• Alıştırma 1:
Fetö yapılanması ve cemaatler üzerine olan metni baştan sona eksiksiz olarak aktarınız.
• Alıştırma 2:
Kayıtlı verilerdeki satırlardan yalnızca "the blonde hair" ifadesini içeren satırla açılıp "[0,91,97,259]" ifadesini içeren satırla kapanan bölümü, her iki uç satır da dahil olmak üzere, boş satırları atlayarak numaralı bir listeye dönüştürünüz.

• Sağlanan Metin:
::::::
Son günlerde Fetö yapılanmasını kullanarak cemaatleri, tarikatları ve dini değerleri hedef tahtasına koyan sinsi beyinleri görünce hatırladım bu tespiti.
***
Neymiş efendim...
Cemaatlerin ruhunda bu yapılanmalar varmış. Bugün Fetö imiş, yarın metö imiş.
Laikliğin kıymetini bilmeliymişiz.
Kemalist paşalar bunu önlemişmiş...
Bediüzzaman ve Risale i Nurlar Fetö için eşik olmuşmuş...
***
Bu kara propagandalar ile, bu kirli bilgilerle birilerini aldatabilirsiniz.
Ama herkes bilir ki, bugüne kadar yapılan darbeler ilke ve inkılapları koruma adına yapıldı ve askerî organizasyonlarla yapıldı.
Kimse çıkıp, öyleyse ilke inkılapların müessisi adamın sözlerini, eylemlerini hele bir sorgulayalım demiyor.
Kimse çıkıp, askerin siyasete müdahalesini sağlayan bataklığı kurutalım da demiyor.
Fetö'yü, ortaya çıkaran 12 Eylül ve 28 Şubat darbecilerinin "al gülüm ver gülüm" pazarlıklarını da kimse sorgulamıyor.
Fetö'nun plaketlerini ödüllerini alan onun "şefaat"ine nail olan "dürüstlük abidesi" kara oğlan siyasetçilere de bir şey demiyor.
Fetö'nün zulmüne maruz kalan cemaatler suçlu öyle mi?
***
Cemaat, hizmet, himmet ve imam gibi kavramlara kast eden ve faaliyetlerin ruhuna karşı koyan, önce menhus derin zındıka komiteleri oldu, sonra Fetö yapılanması oldu.
Zındıka komitesinin biri açıkça saldırdı, diğeri ise 15 Temmuz'a kadar münafıkane ve dessasâne saldırdı.
Biri dışardan vurdu öbürü içerden-içerden gözükerek- vurdu.
::::::
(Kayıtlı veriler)
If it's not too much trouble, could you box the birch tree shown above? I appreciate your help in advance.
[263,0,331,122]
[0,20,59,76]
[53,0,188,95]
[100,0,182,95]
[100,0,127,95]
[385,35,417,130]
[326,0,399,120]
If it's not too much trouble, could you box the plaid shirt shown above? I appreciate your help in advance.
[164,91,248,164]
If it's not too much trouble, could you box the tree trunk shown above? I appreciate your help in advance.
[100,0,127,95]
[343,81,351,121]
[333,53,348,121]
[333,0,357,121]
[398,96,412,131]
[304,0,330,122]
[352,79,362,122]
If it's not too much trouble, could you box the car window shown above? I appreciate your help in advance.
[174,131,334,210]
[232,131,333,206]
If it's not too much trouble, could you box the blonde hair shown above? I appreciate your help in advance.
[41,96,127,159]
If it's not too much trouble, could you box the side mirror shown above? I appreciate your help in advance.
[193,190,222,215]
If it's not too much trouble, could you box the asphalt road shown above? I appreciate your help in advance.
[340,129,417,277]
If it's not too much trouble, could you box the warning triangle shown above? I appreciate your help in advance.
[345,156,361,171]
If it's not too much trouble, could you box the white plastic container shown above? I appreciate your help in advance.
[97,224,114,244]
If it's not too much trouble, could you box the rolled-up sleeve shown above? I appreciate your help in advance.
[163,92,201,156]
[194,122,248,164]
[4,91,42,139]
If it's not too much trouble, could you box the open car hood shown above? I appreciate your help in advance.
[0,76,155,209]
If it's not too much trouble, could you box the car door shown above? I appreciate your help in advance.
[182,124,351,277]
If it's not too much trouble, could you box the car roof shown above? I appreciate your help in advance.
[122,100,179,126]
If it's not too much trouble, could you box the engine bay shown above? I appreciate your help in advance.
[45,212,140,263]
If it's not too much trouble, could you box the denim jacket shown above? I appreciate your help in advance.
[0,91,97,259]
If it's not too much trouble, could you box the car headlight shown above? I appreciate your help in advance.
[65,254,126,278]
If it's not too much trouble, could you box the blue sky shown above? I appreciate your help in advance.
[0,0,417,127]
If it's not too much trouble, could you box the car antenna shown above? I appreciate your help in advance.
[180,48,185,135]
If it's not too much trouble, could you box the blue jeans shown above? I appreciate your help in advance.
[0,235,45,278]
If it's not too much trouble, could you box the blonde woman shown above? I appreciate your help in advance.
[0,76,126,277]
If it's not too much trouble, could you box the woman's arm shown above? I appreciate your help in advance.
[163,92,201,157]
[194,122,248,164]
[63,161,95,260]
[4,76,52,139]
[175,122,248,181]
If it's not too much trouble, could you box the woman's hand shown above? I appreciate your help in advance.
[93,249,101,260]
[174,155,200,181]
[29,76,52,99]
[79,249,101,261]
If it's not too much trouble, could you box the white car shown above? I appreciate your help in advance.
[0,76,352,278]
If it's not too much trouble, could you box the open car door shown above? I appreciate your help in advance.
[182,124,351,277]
::::::
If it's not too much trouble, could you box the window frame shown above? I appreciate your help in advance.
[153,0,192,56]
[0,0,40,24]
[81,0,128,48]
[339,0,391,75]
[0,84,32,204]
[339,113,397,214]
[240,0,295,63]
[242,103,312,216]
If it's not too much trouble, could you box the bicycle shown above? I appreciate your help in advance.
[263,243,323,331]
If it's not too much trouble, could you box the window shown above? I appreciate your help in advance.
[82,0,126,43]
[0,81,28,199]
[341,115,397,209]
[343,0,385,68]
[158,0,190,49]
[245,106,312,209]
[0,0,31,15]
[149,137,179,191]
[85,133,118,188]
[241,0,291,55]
::::::
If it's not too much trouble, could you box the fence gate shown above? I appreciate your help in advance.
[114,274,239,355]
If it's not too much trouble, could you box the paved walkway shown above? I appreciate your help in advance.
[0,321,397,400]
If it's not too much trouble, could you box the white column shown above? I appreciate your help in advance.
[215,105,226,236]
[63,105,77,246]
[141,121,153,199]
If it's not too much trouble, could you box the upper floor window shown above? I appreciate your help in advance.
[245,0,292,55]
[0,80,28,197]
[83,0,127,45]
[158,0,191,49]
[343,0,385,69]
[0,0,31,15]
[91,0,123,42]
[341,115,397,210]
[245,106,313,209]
::::::
• Görev Çözümü 1:
Son günlerde Fetö yapılanmasını kullanarak cemaatleri, tarikatları ve dini değerleri hedef tahtasına koyan sinsi beyinleri görünce hatırladım bu tespiti.
***
Neymiş efendim...
Cemaatlerin ruhunda bu yapılanmalar varmış. Bugün Fetö imiş, yarın metö imiş.
Laikliğin kıymetini bilmeliymişiz.
Kemalist paşalar bunu önlemişmiş...
Bediüzzaman ve Risale i Nurlar Fetö için eşik olmuşmuş...
***
Bu kara propagandalar ile, bu kirli bilgilerle birilerini aldatabilirsiniz.
Ama herkes bilir ki, bugüne kadar yapılan darbeler ilke ve inkılapları koruma adına yapıldı ve askerî organizasyonlarla yapıldı.
Kimse çıkıp, öyleyse ilke inkılapların müessisi adamın sözlerini, eylemlerini hele bir sorgulayalım demiyor.
Kimse çıkıp, askerin siyasete müdahalesini sağlayan bataklığı kurutalım da demiyor.
Fetö'yü, ortaya çıkaran 12 Eylül ve 28 Şubat darbecilerinin "al gülüm ver gülüm" pazarlıklarını da kimse sorgulamıyor.
Fetö'nun plaketlerini ödüllerini alan onun "şefaat"ine nail olan "dürüstlük abidesi" kara oğlan siyasetçilere de bir şey demiyor.
Fetö'nün zulmüne maruz kalan cemaatler suçlu öyle mi?
***
Cemaat, hizmet, himmet ve imam gibi kavramlara kast eden ve faaliyetlerin ruhuna karşı koyan, önce menhus derin zındıka komiteleri oldu, sonra Fetö yapılanması oldu.
Zındıka komitesinin biri açıkça saldırdı, diğeri ise 15 Temmuz'a kadar münafıkane ve dessasâne saldırdı.
Biri dışardan vurdu öbürü içerden-içerden gözükerek- vurdu.

• Görev Çözümü 2:
1. If it's not too much trouble, could you box the blonde hair shown above? I appreciate your help in advance.
2. [41,96,127,159]
3. If it's not too much trouble, could you box the side mirror shown above? I appreciate your help in advance.
4. [193,190,222,215]
5. If it's not too much trouble, could you box the asphalt road shown above? I appreciate your help in advance.
6. [340,129,417,277]
7. If it's not too much trouble, could you box the warning triangle shown above? I appreciate your help in advance.
8. [345,156,361,171]
9. If it's not too much trouble, could you box the white plastic container shown above? I appreciate your help in advance.
10. [97,224,114,244]
11. If it's not too much trouble, could you box the rolled-up sleeve shown above? I appreciate your help in advance.
12. [163,92,201,156]
13. [194,122,248,164]
14. [4,91,42,139]
15. If it's not too much trouble, could you box the open car hood shown above? I appreciate your help in advance.
16. [0,76,155,209]
17. If it's not too much trouble, could you box the car door shown above? I appreciate your help in advance.
18. [182,124,351,277]
19. If it's not too much trouble, could you box the car roof shown above? I appreciate your help in advance.
20. [122,100,179,126]
21. If it's not too much trouble, could you box the engine bay shown above? I appreciate your help in advance.
22. [45,212,140,263]
23. If it's not too much trouble, could you box the denim jacket shown above? I appreciate your help in advance.
24. [0,91,97,259]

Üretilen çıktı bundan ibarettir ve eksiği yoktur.